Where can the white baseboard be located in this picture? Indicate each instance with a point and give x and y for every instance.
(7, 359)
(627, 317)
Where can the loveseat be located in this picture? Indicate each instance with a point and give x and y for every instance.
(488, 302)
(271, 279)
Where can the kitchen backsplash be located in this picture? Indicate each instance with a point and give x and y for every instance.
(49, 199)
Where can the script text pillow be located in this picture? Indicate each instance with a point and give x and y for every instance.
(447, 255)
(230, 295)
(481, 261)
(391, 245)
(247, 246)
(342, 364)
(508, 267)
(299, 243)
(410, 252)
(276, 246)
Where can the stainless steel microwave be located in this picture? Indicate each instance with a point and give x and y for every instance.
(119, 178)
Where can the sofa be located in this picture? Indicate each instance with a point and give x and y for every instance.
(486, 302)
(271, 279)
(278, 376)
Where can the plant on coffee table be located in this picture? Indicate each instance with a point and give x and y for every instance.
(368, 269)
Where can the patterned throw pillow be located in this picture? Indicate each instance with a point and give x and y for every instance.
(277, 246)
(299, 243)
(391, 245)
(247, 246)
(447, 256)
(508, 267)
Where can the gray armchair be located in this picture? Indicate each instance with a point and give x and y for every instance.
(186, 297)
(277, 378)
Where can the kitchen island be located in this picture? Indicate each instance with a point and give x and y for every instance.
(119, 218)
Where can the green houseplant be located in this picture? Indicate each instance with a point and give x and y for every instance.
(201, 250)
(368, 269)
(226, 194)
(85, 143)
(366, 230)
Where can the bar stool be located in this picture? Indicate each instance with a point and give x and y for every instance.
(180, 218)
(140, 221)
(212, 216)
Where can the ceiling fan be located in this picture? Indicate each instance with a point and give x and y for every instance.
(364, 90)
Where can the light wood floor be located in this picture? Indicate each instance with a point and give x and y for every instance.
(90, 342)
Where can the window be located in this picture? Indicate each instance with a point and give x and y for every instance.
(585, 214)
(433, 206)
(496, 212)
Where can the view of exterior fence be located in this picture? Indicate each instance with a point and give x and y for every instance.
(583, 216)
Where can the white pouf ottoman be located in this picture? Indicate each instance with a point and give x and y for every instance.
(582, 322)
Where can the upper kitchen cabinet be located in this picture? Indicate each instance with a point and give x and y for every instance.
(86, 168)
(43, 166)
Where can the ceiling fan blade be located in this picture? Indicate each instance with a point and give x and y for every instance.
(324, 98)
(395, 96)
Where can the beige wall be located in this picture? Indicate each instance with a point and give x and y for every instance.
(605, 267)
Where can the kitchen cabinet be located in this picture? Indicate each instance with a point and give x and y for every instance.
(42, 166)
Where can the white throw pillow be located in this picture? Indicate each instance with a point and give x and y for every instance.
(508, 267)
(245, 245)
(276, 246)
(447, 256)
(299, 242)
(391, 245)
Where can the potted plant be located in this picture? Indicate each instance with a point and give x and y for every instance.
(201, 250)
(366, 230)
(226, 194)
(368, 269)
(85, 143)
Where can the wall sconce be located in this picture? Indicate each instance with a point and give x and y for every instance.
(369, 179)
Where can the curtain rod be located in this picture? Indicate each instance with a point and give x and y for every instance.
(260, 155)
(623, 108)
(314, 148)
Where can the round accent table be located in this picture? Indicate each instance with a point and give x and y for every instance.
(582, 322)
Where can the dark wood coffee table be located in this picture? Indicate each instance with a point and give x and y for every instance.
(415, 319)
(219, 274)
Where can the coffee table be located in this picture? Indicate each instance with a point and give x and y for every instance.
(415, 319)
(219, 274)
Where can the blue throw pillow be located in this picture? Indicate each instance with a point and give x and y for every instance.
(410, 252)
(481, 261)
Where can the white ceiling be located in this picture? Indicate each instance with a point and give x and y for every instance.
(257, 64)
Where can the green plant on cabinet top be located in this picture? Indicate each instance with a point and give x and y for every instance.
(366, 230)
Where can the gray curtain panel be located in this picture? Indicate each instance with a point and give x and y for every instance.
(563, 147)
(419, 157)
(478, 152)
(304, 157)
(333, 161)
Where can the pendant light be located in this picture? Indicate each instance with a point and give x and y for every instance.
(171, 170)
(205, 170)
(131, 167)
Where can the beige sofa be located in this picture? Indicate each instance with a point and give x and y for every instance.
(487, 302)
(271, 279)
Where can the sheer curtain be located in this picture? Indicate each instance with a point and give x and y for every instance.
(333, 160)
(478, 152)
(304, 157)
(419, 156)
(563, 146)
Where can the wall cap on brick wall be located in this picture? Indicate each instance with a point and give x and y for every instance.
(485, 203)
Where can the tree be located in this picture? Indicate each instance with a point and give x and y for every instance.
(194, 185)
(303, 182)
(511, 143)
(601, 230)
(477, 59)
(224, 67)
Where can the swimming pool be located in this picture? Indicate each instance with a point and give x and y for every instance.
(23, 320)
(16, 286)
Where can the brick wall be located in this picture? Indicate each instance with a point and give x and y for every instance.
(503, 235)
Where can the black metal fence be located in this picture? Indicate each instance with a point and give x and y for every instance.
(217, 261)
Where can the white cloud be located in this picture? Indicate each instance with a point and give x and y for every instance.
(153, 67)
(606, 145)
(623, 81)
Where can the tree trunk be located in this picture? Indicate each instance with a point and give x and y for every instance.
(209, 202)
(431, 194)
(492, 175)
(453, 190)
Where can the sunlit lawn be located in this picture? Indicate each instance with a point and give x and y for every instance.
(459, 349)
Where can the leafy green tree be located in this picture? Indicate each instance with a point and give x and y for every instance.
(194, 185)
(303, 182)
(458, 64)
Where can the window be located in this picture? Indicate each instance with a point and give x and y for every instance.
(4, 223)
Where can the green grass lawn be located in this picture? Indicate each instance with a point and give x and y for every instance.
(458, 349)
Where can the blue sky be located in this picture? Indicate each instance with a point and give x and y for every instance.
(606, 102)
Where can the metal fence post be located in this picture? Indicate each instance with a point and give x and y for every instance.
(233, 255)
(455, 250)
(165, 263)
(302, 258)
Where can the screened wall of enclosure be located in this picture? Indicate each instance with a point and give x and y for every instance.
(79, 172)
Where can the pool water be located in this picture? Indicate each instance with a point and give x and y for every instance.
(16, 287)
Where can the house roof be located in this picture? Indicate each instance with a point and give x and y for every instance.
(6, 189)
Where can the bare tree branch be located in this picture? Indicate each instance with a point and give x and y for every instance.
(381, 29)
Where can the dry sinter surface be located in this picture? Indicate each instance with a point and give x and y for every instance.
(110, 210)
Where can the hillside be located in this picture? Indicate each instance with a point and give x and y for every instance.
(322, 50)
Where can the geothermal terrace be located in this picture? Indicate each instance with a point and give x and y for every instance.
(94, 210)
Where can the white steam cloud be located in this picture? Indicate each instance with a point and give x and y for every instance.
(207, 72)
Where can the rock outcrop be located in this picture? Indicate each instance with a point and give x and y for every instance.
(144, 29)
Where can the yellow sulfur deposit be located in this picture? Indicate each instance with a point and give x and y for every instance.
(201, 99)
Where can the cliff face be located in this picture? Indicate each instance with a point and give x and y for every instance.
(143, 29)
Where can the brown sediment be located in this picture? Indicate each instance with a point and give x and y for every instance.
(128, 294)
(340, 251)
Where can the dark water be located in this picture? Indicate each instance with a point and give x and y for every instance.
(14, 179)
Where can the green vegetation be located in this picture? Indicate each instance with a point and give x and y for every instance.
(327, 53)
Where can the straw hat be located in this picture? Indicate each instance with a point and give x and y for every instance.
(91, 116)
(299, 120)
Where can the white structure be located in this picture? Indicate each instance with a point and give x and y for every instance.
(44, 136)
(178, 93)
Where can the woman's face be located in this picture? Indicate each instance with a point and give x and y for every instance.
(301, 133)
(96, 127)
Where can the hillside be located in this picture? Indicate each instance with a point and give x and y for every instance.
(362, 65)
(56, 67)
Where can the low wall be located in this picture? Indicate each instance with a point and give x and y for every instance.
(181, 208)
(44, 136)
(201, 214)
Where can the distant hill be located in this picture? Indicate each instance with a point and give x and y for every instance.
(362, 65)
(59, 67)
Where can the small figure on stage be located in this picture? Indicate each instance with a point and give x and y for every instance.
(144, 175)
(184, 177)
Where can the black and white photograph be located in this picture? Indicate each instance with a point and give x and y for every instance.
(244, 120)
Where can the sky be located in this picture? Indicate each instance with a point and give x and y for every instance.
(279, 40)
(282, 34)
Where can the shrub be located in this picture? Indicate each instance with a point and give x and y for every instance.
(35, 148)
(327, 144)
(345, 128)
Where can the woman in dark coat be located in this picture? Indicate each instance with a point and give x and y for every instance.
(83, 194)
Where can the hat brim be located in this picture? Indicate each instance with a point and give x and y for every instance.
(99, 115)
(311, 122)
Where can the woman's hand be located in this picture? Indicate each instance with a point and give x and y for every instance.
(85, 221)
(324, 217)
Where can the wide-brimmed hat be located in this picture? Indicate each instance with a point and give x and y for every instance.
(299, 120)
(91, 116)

> **TASK DETAILS**
Extract, exactly, the lines above that begin at the line containing "Where can the small" and end at the final line of the records; add no other text.

> **RESPONSE**
Where can the small figure on stage be located in this picture? Indicate each instance with a point and give x and y for every instance.
(144, 175)
(184, 177)
Where can the black and white photograph be located in this picture? Indicate each instance with a point and give x and y for every instance.
(244, 120)
Where can the sky be located in this picture? Indicate each instance with a point and give x and y for every instance.
(279, 40)
(282, 34)
Where can the shrub be located in this picture? Indicate each instance with a point and give x and y for every instance.
(35, 148)
(327, 144)
(345, 128)
Where can the woman in dark coat be located in this picture? Indicate each instance with a point and give x and y for every instance.
(83, 194)
Where can the hat brim be located in this picture? Indicate each instance with a point and give x and y for every instance.
(99, 115)
(311, 122)
Where can the woman's hand be located in this picture? Indicate each instance with a point and give x and y for every instance.
(85, 221)
(324, 217)
Where can the wide-brimmed hat be located in this picture? Indicate each instance with a point and give x and y for every instance.
(299, 120)
(91, 116)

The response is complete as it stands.